* Input records *
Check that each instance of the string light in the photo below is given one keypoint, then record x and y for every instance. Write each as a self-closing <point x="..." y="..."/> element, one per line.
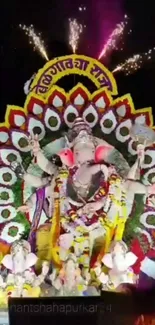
<point x="135" y="62"/>
<point x="35" y="40"/>
<point x="115" y="36"/>
<point x="75" y="29"/>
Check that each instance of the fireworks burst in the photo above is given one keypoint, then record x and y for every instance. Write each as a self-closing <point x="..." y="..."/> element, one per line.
<point x="135" y="62"/>
<point x="75" y="29"/>
<point x="35" y="40"/>
<point x="115" y="37"/>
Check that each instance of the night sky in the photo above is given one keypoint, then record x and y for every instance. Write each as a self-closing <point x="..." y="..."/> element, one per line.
<point x="18" y="61"/>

* Your task *
Take the line that contains "Check that each instance of the night" and every line after it through the end of the listing above, and repeat them exactly.

* Your solution *
Check that each instance of the night sky in the photo above is given one keypoint, then record x and y for every instance. Write each as a self-closing <point x="..." y="..."/> element, one per line.
<point x="18" y="61"/>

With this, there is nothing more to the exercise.